**Text provided**:
|---|
Esper shoots back at Senate Democrats’ criticism of coronavirus response
Defense Secretary Mark Esper shot back Tuesday at a group of Democratic senators who last week panned him for what they described as a failure to sufficiently respond to the coronavirus pandemic.
“I am very disappointed that members of Congress, particularly those who sit on the Armed Services Committee and who receive weekly updates from us, would write a letter that includes a number of misleading, false or inaccurate statements,” Esper said during a press briefing at the Pentagon.
Esper added the department provides lawmakers with “complete, accurate and timely information,” and said he has spoken to the chairmen and ranking members of the Armed Services committees multiple times.
“We recognize Congress has an important oversight role, but it should be an informed oversight role, and we are committed to doing that to address any members’ concerns,” he said.
Esper was responding to a letter from Sen. Elizabeth Warren (D-Mass.), a Senate Armed Services Committee member, and nine Democratic senate colleagues in which they expressed “grave concern” about how the Pentagon has handled the crisis. Fellow Armed Services members Sens. Mazie Hirono (D-Hawaii) and Richard Blumenthal (D-Conn.) were among the co-signers.
|---|
**Source data**:

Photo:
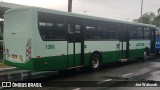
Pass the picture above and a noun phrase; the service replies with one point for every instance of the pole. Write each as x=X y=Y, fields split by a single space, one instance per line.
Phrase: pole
x=69 y=5
x=141 y=10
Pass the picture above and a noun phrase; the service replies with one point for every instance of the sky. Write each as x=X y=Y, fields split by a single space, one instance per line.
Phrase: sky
x=125 y=10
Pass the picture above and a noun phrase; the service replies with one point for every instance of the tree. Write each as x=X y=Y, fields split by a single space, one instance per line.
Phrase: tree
x=147 y=18
x=159 y=11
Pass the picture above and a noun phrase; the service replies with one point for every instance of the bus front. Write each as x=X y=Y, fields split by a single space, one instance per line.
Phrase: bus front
x=17 y=38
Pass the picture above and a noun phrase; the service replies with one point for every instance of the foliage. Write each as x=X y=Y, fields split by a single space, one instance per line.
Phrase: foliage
x=147 y=18
x=151 y=18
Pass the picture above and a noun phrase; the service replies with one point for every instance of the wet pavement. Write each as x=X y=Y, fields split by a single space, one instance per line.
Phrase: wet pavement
x=112 y=75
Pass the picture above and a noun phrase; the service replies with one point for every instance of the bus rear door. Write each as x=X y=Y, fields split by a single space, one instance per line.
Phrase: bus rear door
x=124 y=44
x=75 y=45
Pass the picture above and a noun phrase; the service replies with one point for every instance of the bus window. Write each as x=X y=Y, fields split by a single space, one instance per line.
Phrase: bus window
x=146 y=33
x=133 y=34
x=140 y=33
x=111 y=32
x=50 y=27
x=93 y=32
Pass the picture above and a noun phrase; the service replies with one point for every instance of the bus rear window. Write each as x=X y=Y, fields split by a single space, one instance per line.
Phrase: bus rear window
x=51 y=27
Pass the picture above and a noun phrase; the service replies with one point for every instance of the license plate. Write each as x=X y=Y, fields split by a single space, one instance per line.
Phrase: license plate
x=14 y=56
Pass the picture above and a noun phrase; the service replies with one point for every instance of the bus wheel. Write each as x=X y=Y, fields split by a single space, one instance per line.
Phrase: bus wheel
x=95 y=62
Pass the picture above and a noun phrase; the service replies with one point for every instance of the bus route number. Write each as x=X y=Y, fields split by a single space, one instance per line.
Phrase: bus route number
x=50 y=46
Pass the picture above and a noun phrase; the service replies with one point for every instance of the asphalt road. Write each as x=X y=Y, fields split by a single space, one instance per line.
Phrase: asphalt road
x=117 y=76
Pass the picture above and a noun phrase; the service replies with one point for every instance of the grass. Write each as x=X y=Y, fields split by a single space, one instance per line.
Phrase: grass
x=2 y=65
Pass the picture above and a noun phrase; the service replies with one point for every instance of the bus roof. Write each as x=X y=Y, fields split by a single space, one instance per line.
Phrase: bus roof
x=77 y=15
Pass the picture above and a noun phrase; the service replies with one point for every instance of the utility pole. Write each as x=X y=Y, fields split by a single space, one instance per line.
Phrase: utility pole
x=141 y=10
x=69 y=5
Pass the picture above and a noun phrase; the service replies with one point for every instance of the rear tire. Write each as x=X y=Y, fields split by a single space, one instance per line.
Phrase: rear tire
x=95 y=62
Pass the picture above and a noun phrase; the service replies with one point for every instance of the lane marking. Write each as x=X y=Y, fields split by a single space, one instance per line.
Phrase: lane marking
x=104 y=81
x=144 y=69
x=127 y=74
x=76 y=88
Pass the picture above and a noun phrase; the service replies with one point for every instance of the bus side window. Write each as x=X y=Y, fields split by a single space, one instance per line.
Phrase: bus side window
x=140 y=33
x=70 y=33
x=133 y=34
x=59 y=31
x=146 y=33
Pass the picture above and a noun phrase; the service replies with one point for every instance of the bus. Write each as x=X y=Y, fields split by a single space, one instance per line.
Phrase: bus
x=43 y=39
x=1 y=39
x=158 y=41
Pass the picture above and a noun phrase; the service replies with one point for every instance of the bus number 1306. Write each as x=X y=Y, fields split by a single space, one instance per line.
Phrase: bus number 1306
x=50 y=47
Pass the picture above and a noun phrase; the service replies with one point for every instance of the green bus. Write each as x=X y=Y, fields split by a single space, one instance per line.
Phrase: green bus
x=44 y=39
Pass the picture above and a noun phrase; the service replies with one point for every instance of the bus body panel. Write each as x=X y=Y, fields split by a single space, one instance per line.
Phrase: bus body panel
x=16 y=35
x=61 y=54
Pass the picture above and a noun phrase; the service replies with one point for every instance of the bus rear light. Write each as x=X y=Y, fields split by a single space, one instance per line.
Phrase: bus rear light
x=28 y=50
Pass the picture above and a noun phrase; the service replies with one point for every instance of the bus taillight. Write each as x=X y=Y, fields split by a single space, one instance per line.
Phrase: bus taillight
x=28 y=50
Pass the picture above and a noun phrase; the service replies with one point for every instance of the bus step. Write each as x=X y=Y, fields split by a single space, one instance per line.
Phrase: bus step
x=74 y=67
x=124 y=60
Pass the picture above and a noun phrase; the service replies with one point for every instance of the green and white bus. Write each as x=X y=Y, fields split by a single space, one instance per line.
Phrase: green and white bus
x=43 y=39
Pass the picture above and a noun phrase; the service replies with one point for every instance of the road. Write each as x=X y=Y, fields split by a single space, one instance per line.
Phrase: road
x=117 y=76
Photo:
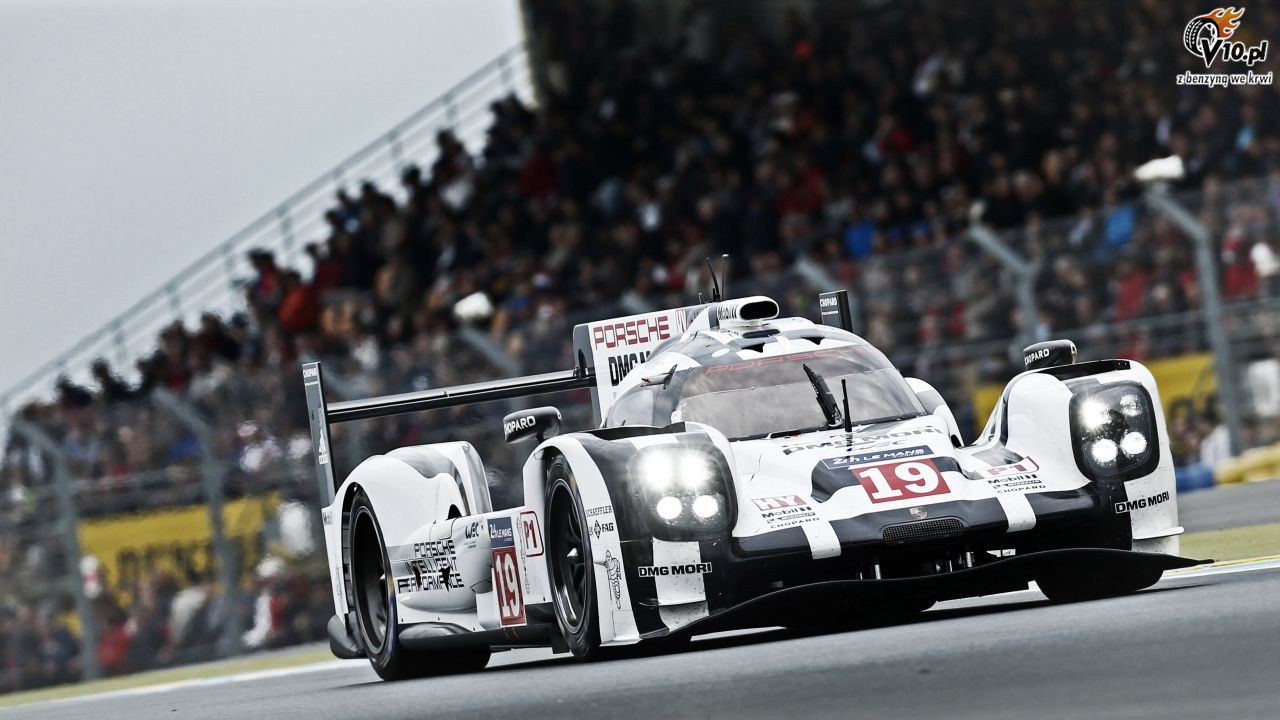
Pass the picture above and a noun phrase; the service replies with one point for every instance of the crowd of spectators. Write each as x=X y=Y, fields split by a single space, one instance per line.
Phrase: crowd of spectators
x=859 y=140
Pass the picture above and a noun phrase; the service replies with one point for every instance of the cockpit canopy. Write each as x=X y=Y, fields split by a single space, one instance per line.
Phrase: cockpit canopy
x=771 y=393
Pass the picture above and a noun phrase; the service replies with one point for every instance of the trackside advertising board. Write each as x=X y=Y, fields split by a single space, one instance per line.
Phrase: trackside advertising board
x=177 y=541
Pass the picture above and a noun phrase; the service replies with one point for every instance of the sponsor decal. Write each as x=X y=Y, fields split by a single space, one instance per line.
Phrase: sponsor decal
x=622 y=364
x=1211 y=39
x=778 y=502
x=430 y=574
x=519 y=424
x=666 y=570
x=890 y=482
x=434 y=566
x=785 y=511
x=530 y=533
x=613 y=570
x=1121 y=507
x=631 y=332
x=851 y=440
x=506 y=573
x=599 y=528
x=877 y=456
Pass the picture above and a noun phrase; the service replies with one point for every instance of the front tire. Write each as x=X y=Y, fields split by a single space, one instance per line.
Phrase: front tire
x=572 y=572
x=376 y=613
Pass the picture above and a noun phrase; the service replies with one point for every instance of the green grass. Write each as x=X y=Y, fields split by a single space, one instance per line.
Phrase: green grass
x=1234 y=543
x=252 y=664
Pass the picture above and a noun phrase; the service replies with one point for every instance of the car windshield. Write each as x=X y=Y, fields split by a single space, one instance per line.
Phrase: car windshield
x=773 y=395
|---|
**Activity**:
Please decide whether each statement below agrees with the article on Esper's reply to Senate Democrats. Answer yes or no for each, and quote the deciding words from the article.
1. Esper made his remarks during a press briefing at the Pentagon.
2. Esper said he had spoken to the chairmen and ranking members of the Armed Services committees only once.
3. Warren sent the letter without any co-signers.

**Completed task**:
1. Yes: "Esper said during a press briefing at the Pentagon."
2. No: "said he has spoken to the chairmen and ranking members of the Armed Services committees multiple times."
3. No: "a letter from Sen. Elizabeth Warren (D-Mass.), a Senate Armed Services Committee member, and nine Democratic senate colleagues"